## 提供された記事
地区女子対抗駅伝

笑顔でゴールする栄=隼人運動場

地元・奄美会の応援を背に、力走する栄=隼人運動場

大島、3年連続8位
13年連続のBクラス死守

 【鹿児島】第33回鹿児島県地区対抗女子駅伝大会は26日、霧島市の隼人運動場を発着点に、国分下井を折り返す6区間21・0975㌔で健脚が競われ、大島は1時間16分41秒で3年連続の8位。目標に掲げたBクラスを13年連続で死守した。

 大島は1区で久保(鹿児島銀行)が8位スタート。2区・泉(タラソおきのえらぶ)が順位を1つ上げ、7位と序盤で良い流れを作った。4区で1つ順位を落としたが、5区・加藤主将(瀬戸内徳洲会)が区間5位の力走で再び7位へ。アンカー栄は1つ順位を落としたものの、目標の8位以内を死守しBクラスに留まった。

 総合優勝は、最終区で逆転した姶良が3年連続13回目の栄冠に輝いた。2位は鹿児島、3位は肝属。Bクラス優勝は日置、Cクラス優勝は川辺だった。

ラベル付きポイントのエントリー
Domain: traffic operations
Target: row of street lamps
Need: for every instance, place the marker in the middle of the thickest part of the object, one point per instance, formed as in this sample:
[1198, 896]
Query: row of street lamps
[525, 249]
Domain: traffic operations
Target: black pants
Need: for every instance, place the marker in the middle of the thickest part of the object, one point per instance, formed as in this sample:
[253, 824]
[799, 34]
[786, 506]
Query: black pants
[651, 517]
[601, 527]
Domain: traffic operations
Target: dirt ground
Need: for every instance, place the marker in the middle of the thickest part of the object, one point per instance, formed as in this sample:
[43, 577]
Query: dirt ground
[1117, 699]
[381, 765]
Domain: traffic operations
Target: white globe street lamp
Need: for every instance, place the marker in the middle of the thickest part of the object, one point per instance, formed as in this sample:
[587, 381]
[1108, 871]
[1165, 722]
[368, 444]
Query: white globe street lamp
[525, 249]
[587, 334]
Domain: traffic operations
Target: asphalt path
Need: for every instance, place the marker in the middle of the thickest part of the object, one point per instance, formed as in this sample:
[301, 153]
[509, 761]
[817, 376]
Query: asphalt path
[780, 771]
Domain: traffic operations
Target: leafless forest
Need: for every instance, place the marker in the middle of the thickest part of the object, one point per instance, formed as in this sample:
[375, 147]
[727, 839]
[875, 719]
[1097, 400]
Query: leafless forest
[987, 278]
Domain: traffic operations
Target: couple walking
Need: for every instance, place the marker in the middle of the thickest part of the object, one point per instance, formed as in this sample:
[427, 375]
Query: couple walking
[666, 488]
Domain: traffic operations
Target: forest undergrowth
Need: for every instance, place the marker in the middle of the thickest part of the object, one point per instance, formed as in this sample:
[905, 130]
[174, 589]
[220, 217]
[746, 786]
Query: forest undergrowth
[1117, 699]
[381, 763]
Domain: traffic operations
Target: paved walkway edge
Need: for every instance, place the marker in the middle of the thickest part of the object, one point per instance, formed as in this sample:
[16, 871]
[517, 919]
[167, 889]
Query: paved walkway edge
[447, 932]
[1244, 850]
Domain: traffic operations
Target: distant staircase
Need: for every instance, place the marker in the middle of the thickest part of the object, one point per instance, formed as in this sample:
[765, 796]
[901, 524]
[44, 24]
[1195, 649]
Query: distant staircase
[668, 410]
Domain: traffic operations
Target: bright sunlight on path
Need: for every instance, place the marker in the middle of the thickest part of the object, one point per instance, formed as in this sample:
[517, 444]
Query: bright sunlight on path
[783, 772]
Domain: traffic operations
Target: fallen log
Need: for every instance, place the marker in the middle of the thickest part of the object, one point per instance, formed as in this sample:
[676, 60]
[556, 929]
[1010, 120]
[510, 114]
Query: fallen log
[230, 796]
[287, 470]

## 作成するもの
駅伝の記事で大島の選手として名前が挙がっている人をすべて書き出してください。 エントリーはここでは使いません。

## 完成した解答
久保、泉、加藤、栄